[Saved entries]:

▼

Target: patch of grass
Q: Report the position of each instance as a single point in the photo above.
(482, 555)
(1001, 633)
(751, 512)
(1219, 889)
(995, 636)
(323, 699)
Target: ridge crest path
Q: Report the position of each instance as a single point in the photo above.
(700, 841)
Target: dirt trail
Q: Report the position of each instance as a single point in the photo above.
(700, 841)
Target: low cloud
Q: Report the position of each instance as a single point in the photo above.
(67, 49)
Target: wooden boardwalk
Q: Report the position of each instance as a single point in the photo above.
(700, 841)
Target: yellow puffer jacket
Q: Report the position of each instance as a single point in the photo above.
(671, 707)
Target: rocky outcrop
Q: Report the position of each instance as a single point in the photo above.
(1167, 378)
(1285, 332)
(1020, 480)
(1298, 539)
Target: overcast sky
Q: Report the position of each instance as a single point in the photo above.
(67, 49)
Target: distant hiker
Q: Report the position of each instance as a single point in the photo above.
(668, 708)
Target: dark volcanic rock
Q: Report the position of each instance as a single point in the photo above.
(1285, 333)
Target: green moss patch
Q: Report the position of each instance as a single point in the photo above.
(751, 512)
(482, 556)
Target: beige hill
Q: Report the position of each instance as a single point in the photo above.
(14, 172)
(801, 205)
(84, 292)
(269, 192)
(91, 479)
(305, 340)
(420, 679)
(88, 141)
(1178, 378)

▲

[Job]: Format every line of the listing above as a Markdown table with two columns, Row and Line. Number the rows in order and leave out blank lines.

[Written response]:
| Row | Line |
|---|---|
| 1 | Target: patch of grass |
| 2 | Q: Report the position of each instance as a single point in the photo above. |
| 3 | (482, 555) |
| 4 | (1001, 633) |
| 5 | (751, 512) |
| 6 | (1219, 889) |
| 7 | (995, 636) |
| 8 | (323, 699) |
| 9 | Target: ridge crest path |
| 10 | Q: Report the position of each instance as a single point in the photo above. |
| 11 | (700, 841) |
| 12 | Target: dirt trail |
| 13 | Q: Report the position of each instance as a single point in the photo above. |
| 14 | (700, 841) |
| 15 | Target: low cloud |
| 16 | Q: Report the position of each instance as a single point in the photo above. |
| 17 | (67, 49) |
| 18 | Target: wooden boardwalk |
| 19 | Q: Report the position of each instance as a single point in the photo above. |
| 20 | (700, 841) |
| 21 | Target: yellow puffer jacket |
| 22 | Q: Report the position of each instance as a single point in the photo above. |
| 23 | (671, 707) |
| 24 | Target: rocky outcrop |
| 25 | Q: Report the position of each instance as a single point in the photo above. |
| 26 | (1167, 378) |
| 27 | (1285, 332) |
| 28 | (1020, 480) |
| 29 | (1298, 539) |
| 30 | Target: overcast sky |
| 31 | Q: Report the position of each instance as a single point in the photo above. |
| 32 | (67, 49) |
| 33 | Target: distant hiker |
| 34 | Q: Report the position of each instance as a single point in the photo above. |
| 35 | (668, 708) |
| 36 | Target: dark volcanic rock |
| 37 | Q: Report the position of each instance as a single point in the photo above. |
| 38 | (1285, 333) |
| 39 | Target: green moss patch |
| 40 | Q: Report the position of each instance as a single point in the photo above. |
| 41 | (751, 512) |
| 42 | (482, 556) |
| 43 | Target: beige hill |
| 44 | Q: Report the position of each instance as a single point in the photo above. |
| 45 | (14, 172) |
| 46 | (801, 205) |
| 47 | (84, 292) |
| 48 | (269, 192) |
| 49 | (91, 479) |
| 50 | (305, 340) |
| 51 | (420, 679) |
| 52 | (88, 141) |
| 53 | (1178, 378) |